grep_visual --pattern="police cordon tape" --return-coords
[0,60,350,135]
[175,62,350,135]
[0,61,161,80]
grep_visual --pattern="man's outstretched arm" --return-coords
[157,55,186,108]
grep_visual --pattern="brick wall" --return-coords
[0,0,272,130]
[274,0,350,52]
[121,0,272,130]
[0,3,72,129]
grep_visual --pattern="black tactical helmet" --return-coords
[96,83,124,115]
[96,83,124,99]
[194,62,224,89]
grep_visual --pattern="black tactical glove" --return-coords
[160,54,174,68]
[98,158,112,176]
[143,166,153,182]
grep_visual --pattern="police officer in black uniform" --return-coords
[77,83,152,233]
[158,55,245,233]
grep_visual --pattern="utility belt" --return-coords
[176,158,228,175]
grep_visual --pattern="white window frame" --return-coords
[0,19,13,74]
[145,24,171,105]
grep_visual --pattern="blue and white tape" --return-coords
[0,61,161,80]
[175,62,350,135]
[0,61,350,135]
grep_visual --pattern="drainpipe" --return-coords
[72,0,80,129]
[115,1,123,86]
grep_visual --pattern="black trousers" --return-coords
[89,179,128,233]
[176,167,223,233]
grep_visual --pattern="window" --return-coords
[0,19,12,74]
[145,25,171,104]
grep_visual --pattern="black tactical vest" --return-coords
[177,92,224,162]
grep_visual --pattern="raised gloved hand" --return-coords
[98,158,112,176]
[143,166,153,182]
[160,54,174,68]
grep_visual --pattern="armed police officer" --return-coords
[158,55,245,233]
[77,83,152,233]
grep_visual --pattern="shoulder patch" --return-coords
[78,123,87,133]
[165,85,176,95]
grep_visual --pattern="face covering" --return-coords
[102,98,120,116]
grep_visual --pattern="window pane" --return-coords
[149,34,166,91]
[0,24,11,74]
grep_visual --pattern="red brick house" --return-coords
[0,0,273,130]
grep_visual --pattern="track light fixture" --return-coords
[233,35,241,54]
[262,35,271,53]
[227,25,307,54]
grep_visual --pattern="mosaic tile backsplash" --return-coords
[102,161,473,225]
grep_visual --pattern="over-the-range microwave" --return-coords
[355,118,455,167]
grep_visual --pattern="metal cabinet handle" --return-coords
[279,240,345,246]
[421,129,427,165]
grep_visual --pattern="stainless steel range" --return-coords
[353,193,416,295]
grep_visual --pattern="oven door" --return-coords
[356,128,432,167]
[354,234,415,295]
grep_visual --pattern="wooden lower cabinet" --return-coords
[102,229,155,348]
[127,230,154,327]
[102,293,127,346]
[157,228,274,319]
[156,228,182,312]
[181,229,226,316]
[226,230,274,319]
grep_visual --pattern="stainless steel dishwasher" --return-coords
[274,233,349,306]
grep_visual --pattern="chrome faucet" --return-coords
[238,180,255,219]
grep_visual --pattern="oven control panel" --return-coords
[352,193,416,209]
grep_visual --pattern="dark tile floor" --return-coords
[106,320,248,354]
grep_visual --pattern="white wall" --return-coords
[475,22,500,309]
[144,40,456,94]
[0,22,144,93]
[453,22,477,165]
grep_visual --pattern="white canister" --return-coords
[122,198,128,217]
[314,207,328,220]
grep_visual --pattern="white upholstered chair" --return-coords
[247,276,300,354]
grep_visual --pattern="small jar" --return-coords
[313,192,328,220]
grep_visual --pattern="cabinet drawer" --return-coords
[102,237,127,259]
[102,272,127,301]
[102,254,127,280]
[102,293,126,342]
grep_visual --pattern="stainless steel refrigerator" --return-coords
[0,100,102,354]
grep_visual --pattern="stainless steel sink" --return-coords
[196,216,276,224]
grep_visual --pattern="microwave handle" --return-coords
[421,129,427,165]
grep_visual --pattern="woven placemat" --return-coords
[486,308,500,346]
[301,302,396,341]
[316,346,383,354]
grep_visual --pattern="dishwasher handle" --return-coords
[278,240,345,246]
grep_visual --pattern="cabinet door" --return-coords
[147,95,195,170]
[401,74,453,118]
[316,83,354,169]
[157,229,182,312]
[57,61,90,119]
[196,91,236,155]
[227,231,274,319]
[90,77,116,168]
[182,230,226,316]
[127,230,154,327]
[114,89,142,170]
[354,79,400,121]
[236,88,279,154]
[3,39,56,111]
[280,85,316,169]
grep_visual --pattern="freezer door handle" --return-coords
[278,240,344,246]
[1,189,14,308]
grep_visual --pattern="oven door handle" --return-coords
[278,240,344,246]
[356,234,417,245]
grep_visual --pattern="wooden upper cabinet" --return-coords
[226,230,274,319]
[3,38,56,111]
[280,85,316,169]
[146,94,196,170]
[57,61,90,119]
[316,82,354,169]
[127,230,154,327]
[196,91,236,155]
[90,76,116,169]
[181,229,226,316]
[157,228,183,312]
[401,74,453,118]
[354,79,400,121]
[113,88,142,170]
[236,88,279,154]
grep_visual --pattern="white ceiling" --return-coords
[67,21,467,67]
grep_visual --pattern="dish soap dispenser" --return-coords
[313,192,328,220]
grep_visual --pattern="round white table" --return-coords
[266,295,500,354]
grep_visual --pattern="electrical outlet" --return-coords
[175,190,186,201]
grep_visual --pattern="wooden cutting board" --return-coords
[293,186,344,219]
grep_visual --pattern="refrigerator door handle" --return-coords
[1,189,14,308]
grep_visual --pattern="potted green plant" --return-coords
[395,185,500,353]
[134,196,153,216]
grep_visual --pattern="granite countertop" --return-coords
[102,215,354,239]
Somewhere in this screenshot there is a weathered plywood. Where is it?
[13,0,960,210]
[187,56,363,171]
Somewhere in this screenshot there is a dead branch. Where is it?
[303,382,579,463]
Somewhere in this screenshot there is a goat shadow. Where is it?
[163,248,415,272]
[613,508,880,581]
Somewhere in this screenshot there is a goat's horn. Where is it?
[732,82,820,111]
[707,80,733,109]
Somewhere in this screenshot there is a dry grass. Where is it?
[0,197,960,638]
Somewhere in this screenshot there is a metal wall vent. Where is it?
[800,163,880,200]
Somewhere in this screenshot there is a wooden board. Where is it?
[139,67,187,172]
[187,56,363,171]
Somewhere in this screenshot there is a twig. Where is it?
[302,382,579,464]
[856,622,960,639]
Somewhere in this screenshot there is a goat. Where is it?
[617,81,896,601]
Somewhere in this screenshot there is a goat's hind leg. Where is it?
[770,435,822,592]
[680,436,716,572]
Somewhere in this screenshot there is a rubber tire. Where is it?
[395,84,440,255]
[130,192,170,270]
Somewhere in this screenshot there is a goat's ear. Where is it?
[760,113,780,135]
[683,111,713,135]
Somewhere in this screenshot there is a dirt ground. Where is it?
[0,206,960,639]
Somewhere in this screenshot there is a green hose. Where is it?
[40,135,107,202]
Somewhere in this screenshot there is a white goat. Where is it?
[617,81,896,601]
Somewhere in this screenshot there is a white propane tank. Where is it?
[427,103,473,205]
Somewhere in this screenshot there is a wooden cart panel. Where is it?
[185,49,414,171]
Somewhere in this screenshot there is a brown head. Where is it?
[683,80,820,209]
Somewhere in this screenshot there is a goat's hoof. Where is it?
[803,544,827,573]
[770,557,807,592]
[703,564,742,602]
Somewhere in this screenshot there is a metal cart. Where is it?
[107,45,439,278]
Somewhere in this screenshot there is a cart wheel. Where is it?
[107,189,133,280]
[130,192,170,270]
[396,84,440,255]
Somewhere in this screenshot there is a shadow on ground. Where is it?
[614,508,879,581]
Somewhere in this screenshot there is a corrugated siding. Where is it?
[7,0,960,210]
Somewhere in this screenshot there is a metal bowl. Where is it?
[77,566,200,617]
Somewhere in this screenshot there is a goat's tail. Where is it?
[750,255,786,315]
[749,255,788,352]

수행할 과제 -> 위 목록의 모든 줄을 빈 줄은 빼고 Markdown 표로 정리하세요. 두 열의 이름은 "번호"와 "내용"으로 하고, "번호" 열에는 행 번호를, "내용" 열에는 해당 줄을 넣으세요.

결과 ->
| 번호 | 내용 |
|---|---|
| 1 | grep_visual --pattern="police cordon tape" --return-coords |
| 2 | [0,60,350,135] |
| 3 | [175,62,350,135] |
| 4 | [0,61,161,80] |
| 5 | grep_visual --pattern="man's outstretched arm" --return-coords |
| 6 | [157,55,186,108] |
| 7 | grep_visual --pattern="brick wall" --return-coords |
| 8 | [0,0,272,130] |
| 9 | [274,0,350,52] |
| 10 | [121,0,272,130] |
| 11 | [0,3,72,129] |
| 12 | grep_visual --pattern="black tactical helmet" --return-coords |
| 13 | [96,83,124,115] |
| 14 | [96,83,124,99] |
| 15 | [194,62,224,89] |
| 16 | grep_visual --pattern="black tactical glove" --return-coords |
| 17 | [160,54,174,68] |
| 18 | [98,158,112,176] |
| 19 | [143,166,153,182] |
| 20 | grep_visual --pattern="police officer in black uniform" --return-coords |
| 21 | [77,83,152,233] |
| 22 | [158,55,245,233] |
| 23 | grep_visual --pattern="utility belt" --return-coords |
| 24 | [176,158,228,175] |
| 25 | grep_visual --pattern="white window frame" --return-coords |
| 26 | [0,19,13,74] |
| 27 | [145,24,171,105] |
| 28 | grep_visual --pattern="blue and white tape" --return-coords |
| 29 | [0,61,161,80] |
| 30 | [175,62,350,135] |
| 31 | [0,61,350,135] |
| 32 | grep_visual --pattern="drainpipe" --return-coords |
| 33 | [72,0,80,129] |
| 34 | [115,1,123,86] |
| 35 | grep_visual --pattern="black trousers" --return-coords |
| 36 | [89,179,128,233] |
| 37 | [176,167,223,233] |
| 38 | grep_visual --pattern="window" --return-coords |
| 39 | [0,19,12,74] |
| 40 | [145,25,171,104] |
| 41 | grep_visual --pattern="black tactical vest" --return-coords |
| 42 | [177,92,224,162] |
| 43 | grep_visual --pattern="raised gloved hand" --return-coords |
| 44 | [98,158,112,176] |
| 45 | [143,166,153,182] |
| 46 | [160,54,174,68] |
| 47 | grep_visual --pattern="armed police officer" --return-coords |
| 48 | [158,55,245,233] |
| 49 | [77,83,152,233] |
| 50 | grep_visual --pattern="shoulder patch" --return-coords |
| 51 | [78,123,87,133] |
| 52 | [165,85,176,95] |
| 53 | grep_visual --pattern="face covering" --return-coords |
| 54 | [102,98,120,116] |
| 55 | grep_visual --pattern="window pane" --return-coords |
| 56 | [149,34,166,91] |
| 57 | [0,24,11,74] |
| 58 | grep_visual --pattern="red brick house" --return-coords |
| 59 | [0,0,273,130] |
| 60 | grep_visual --pattern="track light fixture" --return-coords |
| 61 | [233,35,241,54] |
| 62 | [262,35,271,53] |
| 63 | [227,25,307,54] |
| 64 | grep_visual --pattern="mosaic tile backsplash" --return-coords |
| 65 | [102,161,473,225] |
| 66 | grep_visual --pattern="over-the-range microwave" --return-coords |
| 67 | [355,118,455,167] |
| 68 | grep_visual --pattern="metal cabinet handle" --return-coords |
| 69 | [279,240,345,246] |
| 70 | [421,129,427,165] |
| 71 | grep_visual --pattern="stainless steel range" --return-coords |
| 72 | [353,193,416,295] |
| 73 | grep_visual --pattern="oven door" --return-coords |
| 74 | [356,128,432,167] |
| 75 | [354,234,415,295] |
| 76 | grep_visual --pattern="wooden lower cabinet" --return-coords |
| 77 | [102,229,155,348] |
| 78 | [127,230,154,327] |
| 79 | [102,293,127,346] |
| 80 | [157,228,274,319] |
| 81 | [156,228,182,312] |
| 82 | [181,229,226,316] |
| 83 | [226,230,274,319] |
| 84 | grep_visual --pattern="stainless steel dishwasher" --return-coords |
| 85 | [274,233,349,306] |
| 86 | grep_visual --pattern="chrome faucet" --return-coords |
| 87 | [238,180,255,219] |
| 88 | grep_visual --pattern="oven control panel" --return-coords |
| 89 | [352,193,416,209] |
| 90 | grep_visual --pattern="dark tile floor" --return-coords |
| 91 | [106,320,248,354] |
| 92 | grep_visual --pattern="white wall" --return-coords |
| 93 | [475,22,500,309] |
| 94 | [144,40,456,94] |
| 95 | [0,22,144,93] |
| 96 | [453,22,477,165] |
| 97 | grep_visual --pattern="white canister" --return-coords |
| 98 | [122,198,128,217] |
| 99 | [314,207,328,220] |
| 100 | grep_visual --pattern="white upholstered chair" --return-coords |
| 101 | [247,276,300,354] |
| 102 | grep_visual --pattern="small jar" --return-coords |
| 103 | [313,192,328,220] |
| 104 | grep_visual --pattern="cabinet drawer" --return-coords |
| 105 | [102,237,127,259] |
| 106 | [102,272,127,301] |
| 107 | [102,254,127,280] |
| 108 | [102,293,126,342] |
| 109 | grep_visual --pattern="stainless steel refrigerator" --return-coords |
| 110 | [0,100,102,354] |
| 111 | grep_visual --pattern="stainless steel sink" --return-coords |
| 112 | [196,216,276,224] |
| 113 | grep_visual --pattern="microwave handle" --return-coords |
| 114 | [421,129,427,165] |
| 115 | grep_visual --pattern="woven placemat" --return-coords |
| 116 | [486,308,500,346] |
| 117 | [301,302,396,341] |
| 118 | [316,346,383,354] |
| 119 | grep_visual --pattern="dishwasher handle" --return-coords |
| 120 | [278,240,345,246] |
| 121 | grep_visual --pattern="cabinet door" --return-coords |
| 122 | [147,95,195,170] |
| 123 | [401,74,453,118] |
| 124 | [316,83,354,169] |
| 125 | [157,229,182,312] |
| 126 | [57,61,90,119] |
| 127 | [196,91,236,155] |
| 128 | [227,231,274,319] |
| 129 | [90,77,116,168] |
| 130 | [182,230,226,316] |
| 131 | [127,230,154,327] |
| 132 | [114,89,142,170] |
| 133 | [354,79,400,121] |
| 134 | [236,88,279,154] |
| 135 | [3,39,56,111] |
| 136 | [280,85,316,169] |
| 137 | grep_visual --pattern="freezer door handle" --return-coords |
| 138 | [278,240,344,246] |
| 139 | [1,189,14,308] |
| 140 | grep_visual --pattern="oven door handle" --return-coords |
| 141 | [278,240,344,246] |
| 142 | [356,234,417,245] |
| 143 | grep_visual --pattern="wooden upper cabinet" --return-coords |
| 144 | [226,230,274,319] |
| 145 | [3,38,56,111] |
| 146 | [280,85,316,169] |
| 147 | [146,94,196,170] |
| 148 | [57,61,90,119] |
| 149 | [316,82,354,169] |
| 150 | [127,230,154,327] |
| 151 | [196,91,236,155] |
| 152 | [90,76,116,169] |
| 153 | [181,229,226,316] |
| 154 | [157,228,183,312] |
| 155 | [401,74,453,118] |
| 156 | [354,79,400,121] |
| 157 | [113,88,142,170] |
| 158 | [236,88,279,154] |
| 159 | grep_visual --pattern="white ceiling" --return-coords |
| 160 | [67,21,467,67] |
| 161 | grep_visual --pattern="dish soap dispenser" --return-coords |
| 162 | [313,192,328,220] |
| 163 | grep_visual --pattern="round white table" --return-coords |
| 164 | [266,295,500,354] |
| 165 | grep_visual --pattern="electrical outlet" --return-coords |
| 166 | [175,190,186,201] |
| 167 | grep_visual --pattern="wooden cutting board" --return-coords |
| 168 | [293,186,344,219] |
| 169 | grep_visual --pattern="refrigerator door handle" --return-coords |
| 170 | [1,189,14,308] |
| 171 | grep_visual --pattern="potted green plant" --return-coords |
| 172 | [395,185,500,353] |
| 173 | [134,196,153,216] |
| 174 | grep_visual --pattern="granite countertop" --return-coords |
| 175 | [102,215,354,239] |
| 176 | Somewhere in this screenshot there is a weathered plywood. Where is it? |
| 177 | [13,0,960,210] |
| 178 | [187,56,363,171] |
| 179 | Somewhere in this screenshot there is a dead branch. Where is it? |
| 180 | [303,382,579,463] |
| 181 | Somewhere in this screenshot there is a goat shadow. Where is it? |
| 182 | [163,248,415,272] |
| 183 | [613,508,880,581] |
| 184 | Somewhere in this screenshot there is a goat's horn. Where is it? |
| 185 | [732,82,820,111] |
| 186 | [707,80,733,109] |
| 187 | Somewhere in this screenshot there is a dry grass. Where is it? |
| 188 | [0,197,960,638] |
| 189 | Somewhere in this screenshot there is a metal wall vent. Where is it? |
| 190 | [800,163,880,200] |
| 191 | Somewhere in this screenshot there is a wooden board. Where is it? |
| 192 | [139,67,187,172] |
| 193 | [187,56,363,171] |
| 194 | Somewhere in this screenshot there is a twig. Where is it? |
| 195 | [302,382,579,464] |
| 196 | [856,622,960,639] |
| 197 | Somewhere in this screenshot there is a goat. Where is it? |
| 198 | [617,81,896,601] |
| 199 | Somewhere in this screenshot there is a goat's hind leg. Where is it? |
| 200 | [770,435,822,592] |
| 201 | [680,436,716,572] |
| 202 | Somewhere in this screenshot there is a rubber tire. Where is it? |
| 203 | [395,84,440,255] |
| 204 | [130,192,170,270] |
| 205 | Somewhere in this screenshot there is a goat's ear. Where is it? |
| 206 | [760,113,780,135] |
| 207 | [683,111,713,135] |
| 208 | Somewhere in this screenshot there is a dirt ground. Where is it? |
| 209 | [0,206,960,639] |
| 210 | Somewhere in this screenshot there is a green hose. Where is it? |
| 211 | [40,135,107,202] |
| 212 | Somewhere in this screenshot there is a white goat. Where is it? |
| 213 | [617,81,896,601] |
| 214 | Somewhere in this screenshot there is a white propane tank. Where is it? |
| 215 | [427,103,473,205] |
| 216 | Somewhere in this screenshot there is a wooden cart panel. Where is it? |
| 217 | [185,49,414,171] |
| 218 | Somewhere in this screenshot there is a brown head. Where is it? |
| 219 | [683,80,820,209] |
| 220 | Somewhere in this screenshot there is a goat's hoof. Where is it? |
| 221 | [803,544,827,573] |
| 222 | [770,557,807,592] |
| 223 | [703,564,742,602] |
| 224 | Somewhere in this screenshot there is a metal cart. Where is it? |
| 225 | [107,45,439,278] |
| 226 | Somewhere in this screenshot there is a cart wheel. Where is it? |
| 227 | [107,189,133,280] |
| 228 | [130,192,170,270] |
| 229 | [396,84,440,255] |
| 230 | Somewhere in this screenshot there is a shadow on ground. Where is it? |
| 231 | [614,508,879,581] |
| 232 | Somewhere in this screenshot there is a corrugated siding. Where is it? |
| 233 | [7,0,960,210] |
| 234 | Somewhere in this screenshot there is a metal bowl. Where is it? |
| 235 | [77,566,200,617] |
| 236 | Somewhere in this screenshot there is a goat's tail. Where is it? |
| 237 | [750,255,786,315] |
| 238 | [749,255,788,352] |